### INSTRUCTIONS TO FOLLOW
What is needed is a faithful copy of all the entries, with no pictures in it.

=== Section Start ===

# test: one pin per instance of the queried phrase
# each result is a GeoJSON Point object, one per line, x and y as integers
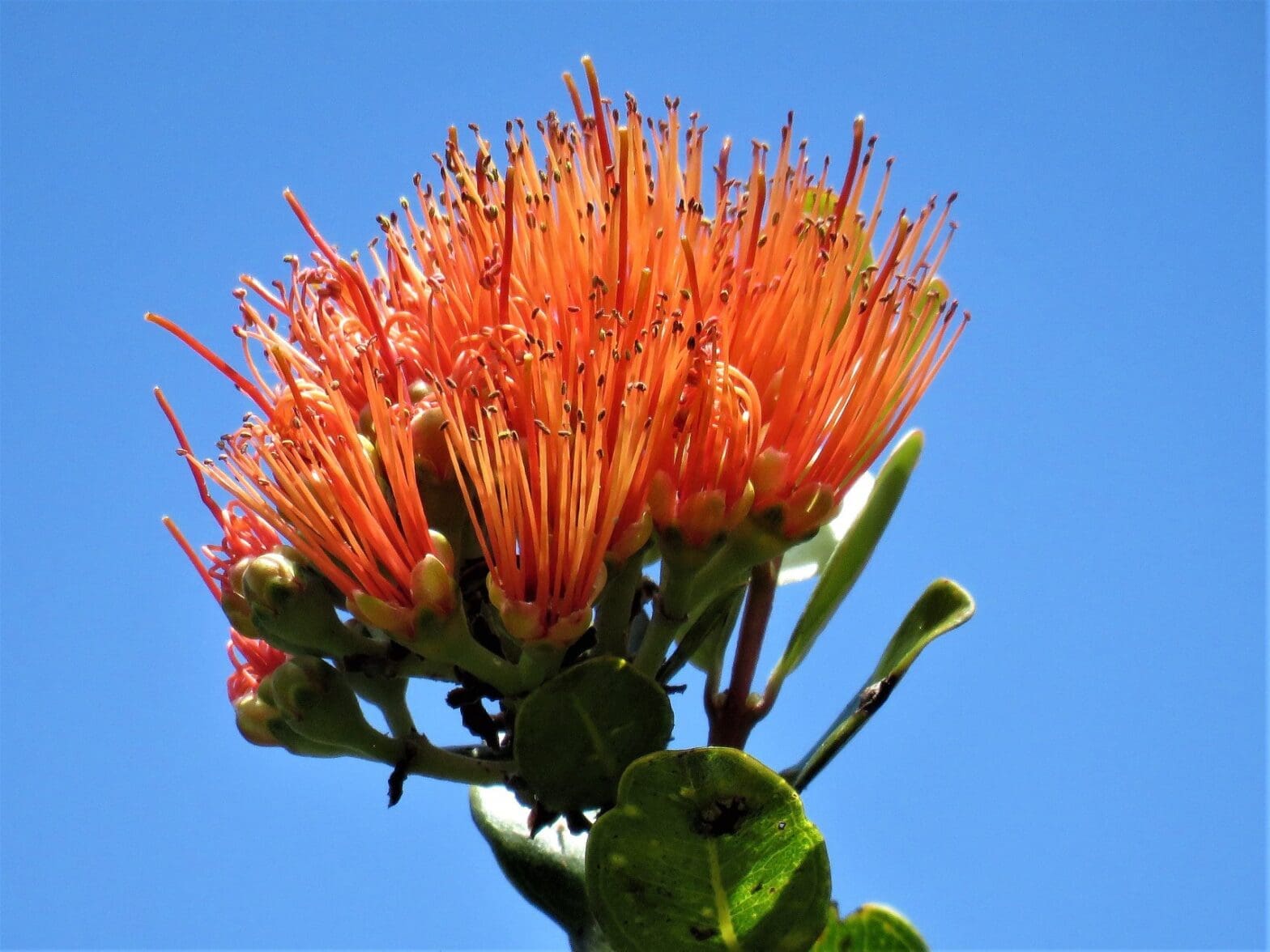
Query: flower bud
{"type": "Point", "coordinates": [271, 580]}
{"type": "Point", "coordinates": [253, 717]}
{"type": "Point", "coordinates": [379, 614]}
{"type": "Point", "coordinates": [428, 438]}
{"type": "Point", "coordinates": [291, 608]}
{"type": "Point", "coordinates": [317, 702]}
{"type": "Point", "coordinates": [633, 538]}
{"type": "Point", "coordinates": [433, 585]}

=== Section End ===

### SOLUTION FOR THIS EXERCISE
# test: one pin per instance of the queried phrase
# each result is a GeoJSON Point object, one per line, x and y as integers
Query: flower bud
{"type": "Point", "coordinates": [271, 580]}
{"type": "Point", "coordinates": [253, 717]}
{"type": "Point", "coordinates": [379, 614]}
{"type": "Point", "coordinates": [428, 438]}
{"type": "Point", "coordinates": [291, 608]}
{"type": "Point", "coordinates": [317, 702]}
{"type": "Point", "coordinates": [633, 538]}
{"type": "Point", "coordinates": [433, 585]}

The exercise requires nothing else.